- [Records to process]
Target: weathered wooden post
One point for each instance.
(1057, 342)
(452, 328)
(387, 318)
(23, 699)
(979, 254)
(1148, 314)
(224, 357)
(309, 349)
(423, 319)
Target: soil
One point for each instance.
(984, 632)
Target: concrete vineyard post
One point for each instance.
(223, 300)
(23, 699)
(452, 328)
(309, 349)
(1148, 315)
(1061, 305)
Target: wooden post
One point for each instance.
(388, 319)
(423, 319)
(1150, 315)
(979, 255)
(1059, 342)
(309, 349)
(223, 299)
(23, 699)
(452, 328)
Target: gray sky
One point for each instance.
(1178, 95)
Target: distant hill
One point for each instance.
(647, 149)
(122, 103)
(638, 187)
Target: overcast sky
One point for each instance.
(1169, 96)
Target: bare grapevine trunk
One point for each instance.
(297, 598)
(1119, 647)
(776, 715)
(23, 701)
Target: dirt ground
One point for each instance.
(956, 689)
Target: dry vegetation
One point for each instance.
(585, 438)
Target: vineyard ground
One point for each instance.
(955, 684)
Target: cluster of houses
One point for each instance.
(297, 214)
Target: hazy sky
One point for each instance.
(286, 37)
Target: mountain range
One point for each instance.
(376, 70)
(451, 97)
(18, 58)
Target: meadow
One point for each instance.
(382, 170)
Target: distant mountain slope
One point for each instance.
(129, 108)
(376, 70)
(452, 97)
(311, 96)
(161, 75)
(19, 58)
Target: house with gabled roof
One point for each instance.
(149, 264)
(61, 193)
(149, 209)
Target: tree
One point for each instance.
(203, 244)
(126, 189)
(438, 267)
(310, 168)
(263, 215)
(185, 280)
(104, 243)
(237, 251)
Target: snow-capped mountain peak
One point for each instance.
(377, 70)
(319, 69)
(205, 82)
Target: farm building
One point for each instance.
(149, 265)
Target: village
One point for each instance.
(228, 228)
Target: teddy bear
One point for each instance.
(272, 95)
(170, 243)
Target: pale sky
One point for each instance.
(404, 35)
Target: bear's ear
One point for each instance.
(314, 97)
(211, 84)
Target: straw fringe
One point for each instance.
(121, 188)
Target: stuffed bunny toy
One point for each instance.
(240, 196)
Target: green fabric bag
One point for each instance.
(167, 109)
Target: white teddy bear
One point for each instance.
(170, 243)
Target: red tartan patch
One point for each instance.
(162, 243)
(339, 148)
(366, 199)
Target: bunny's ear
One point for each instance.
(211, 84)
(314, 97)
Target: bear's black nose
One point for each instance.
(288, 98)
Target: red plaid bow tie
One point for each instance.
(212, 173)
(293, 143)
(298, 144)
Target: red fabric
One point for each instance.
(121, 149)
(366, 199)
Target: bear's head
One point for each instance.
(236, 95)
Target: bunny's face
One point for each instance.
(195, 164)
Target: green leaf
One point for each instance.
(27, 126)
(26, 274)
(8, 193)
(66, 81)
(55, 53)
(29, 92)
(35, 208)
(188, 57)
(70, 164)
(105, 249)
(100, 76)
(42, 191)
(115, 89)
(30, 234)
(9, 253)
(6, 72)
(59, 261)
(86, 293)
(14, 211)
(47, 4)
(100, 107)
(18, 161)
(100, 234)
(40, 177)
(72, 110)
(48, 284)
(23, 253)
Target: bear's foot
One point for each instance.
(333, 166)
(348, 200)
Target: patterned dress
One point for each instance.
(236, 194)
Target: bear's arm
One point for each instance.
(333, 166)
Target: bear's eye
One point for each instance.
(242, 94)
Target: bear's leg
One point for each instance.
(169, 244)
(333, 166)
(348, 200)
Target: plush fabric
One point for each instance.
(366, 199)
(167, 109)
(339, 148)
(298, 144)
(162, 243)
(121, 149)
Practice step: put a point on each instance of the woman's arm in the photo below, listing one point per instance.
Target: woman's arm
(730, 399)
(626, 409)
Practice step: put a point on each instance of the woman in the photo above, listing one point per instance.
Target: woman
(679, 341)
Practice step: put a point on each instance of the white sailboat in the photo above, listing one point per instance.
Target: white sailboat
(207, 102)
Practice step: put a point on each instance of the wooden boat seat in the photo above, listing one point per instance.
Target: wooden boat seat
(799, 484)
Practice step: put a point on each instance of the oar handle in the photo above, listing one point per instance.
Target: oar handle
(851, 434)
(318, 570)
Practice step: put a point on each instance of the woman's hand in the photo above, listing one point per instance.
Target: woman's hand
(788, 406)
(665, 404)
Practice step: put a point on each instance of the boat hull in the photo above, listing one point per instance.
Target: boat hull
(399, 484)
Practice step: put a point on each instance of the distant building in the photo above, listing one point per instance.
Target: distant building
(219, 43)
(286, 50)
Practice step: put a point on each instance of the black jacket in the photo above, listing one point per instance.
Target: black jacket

- [Written exercise] Every line from the one containing "Target: bear's foot" through the end of the entries above must be echoed exactly, with both ends kept.

- [Full response]
Target: bear's foot
One point for each instance.
(333, 166)
(348, 200)
Target: patterned dress
One point for each instance.
(236, 194)
Target: bear's arm
One point for each instance.
(333, 166)
Target: bear's eye
One point for each instance.
(242, 94)
Target: bear's leg
One point for each instance.
(169, 244)
(333, 166)
(348, 200)
Target: plush fabric
One point for each instance.
(366, 199)
(167, 109)
(339, 148)
(298, 144)
(162, 243)
(121, 149)
Practice step: put a point on each instance of the woman's arm in the photo below, listing one point per instance.
Target: woman's arm
(730, 399)
(626, 409)
Practice step: put a point on each instance of the woman in the photo above, listing one point per instance.
Target: woman
(679, 341)
Practice step: put a point on each instance of the white sailboat in the photo above, listing one point per instance.
Target: white sailboat
(207, 102)
Practice step: put a point on each instance of the wooden boat seat in the photo above, listing one point per instance.
Target: wooden boat seat
(799, 484)
Practice step: put a point on each instance of the oar handle in the photo above, listing one point per instance.
Target: oar handle
(851, 434)
(318, 570)
Practice step: put a point on each instance of the woman's hand in the photo above, listing one point per instance.
Target: woman's hand
(788, 406)
(665, 404)
Practice step: put a point on each instance of the boat hull in the photo above, listing one point per instance.
Target: boat hull
(399, 484)
Practice step: put a point on each instance of the distant building in the photo above, listing one point per instance.
Target: distant building
(219, 43)
(286, 50)
Practice step: put a point on each instance of the black jacket in the photo above, listing one point per instance.
Target: black jacket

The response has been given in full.